**What you have to do**
Return each line in the records below that contains the string "lamp", copied unchanged. Case counts, so a line only matches if its capitalization is identical.

**Supplied records**

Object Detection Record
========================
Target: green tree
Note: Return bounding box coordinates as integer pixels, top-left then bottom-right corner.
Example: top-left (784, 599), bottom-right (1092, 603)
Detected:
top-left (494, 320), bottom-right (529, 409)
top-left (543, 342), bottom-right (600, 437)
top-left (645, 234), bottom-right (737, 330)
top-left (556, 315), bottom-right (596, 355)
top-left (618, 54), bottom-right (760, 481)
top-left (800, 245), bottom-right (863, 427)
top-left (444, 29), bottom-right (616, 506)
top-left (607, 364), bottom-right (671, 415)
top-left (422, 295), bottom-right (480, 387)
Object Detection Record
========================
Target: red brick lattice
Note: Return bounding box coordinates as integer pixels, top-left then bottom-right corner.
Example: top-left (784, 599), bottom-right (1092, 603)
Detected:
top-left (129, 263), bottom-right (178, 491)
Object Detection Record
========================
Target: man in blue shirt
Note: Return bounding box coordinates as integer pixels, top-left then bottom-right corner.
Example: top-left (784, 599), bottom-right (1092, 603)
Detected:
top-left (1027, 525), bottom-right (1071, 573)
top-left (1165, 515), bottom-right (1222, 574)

==

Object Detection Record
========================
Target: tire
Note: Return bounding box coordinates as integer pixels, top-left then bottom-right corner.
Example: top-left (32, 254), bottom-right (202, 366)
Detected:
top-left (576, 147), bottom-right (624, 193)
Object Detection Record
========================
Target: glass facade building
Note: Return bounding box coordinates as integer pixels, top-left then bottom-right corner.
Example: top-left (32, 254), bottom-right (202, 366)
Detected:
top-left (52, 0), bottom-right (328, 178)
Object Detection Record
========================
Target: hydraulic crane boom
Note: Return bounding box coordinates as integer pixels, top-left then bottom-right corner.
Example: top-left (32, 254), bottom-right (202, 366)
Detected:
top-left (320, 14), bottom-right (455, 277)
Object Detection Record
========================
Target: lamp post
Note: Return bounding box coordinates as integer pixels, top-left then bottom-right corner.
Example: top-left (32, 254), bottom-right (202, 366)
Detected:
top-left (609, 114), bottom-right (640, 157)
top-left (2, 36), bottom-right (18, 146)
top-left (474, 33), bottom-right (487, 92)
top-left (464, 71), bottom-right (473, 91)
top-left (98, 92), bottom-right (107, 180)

==

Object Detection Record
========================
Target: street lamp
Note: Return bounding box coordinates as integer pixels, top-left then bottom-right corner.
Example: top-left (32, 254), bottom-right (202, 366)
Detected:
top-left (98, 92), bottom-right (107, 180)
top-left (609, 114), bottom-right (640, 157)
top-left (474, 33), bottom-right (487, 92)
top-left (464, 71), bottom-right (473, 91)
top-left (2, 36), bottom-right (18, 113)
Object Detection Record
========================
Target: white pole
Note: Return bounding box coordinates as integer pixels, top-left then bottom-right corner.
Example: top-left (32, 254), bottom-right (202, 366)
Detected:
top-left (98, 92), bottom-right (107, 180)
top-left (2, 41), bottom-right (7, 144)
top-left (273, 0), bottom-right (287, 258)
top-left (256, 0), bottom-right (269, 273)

**Solution to this task**
Target: lamp post
Target: street lamp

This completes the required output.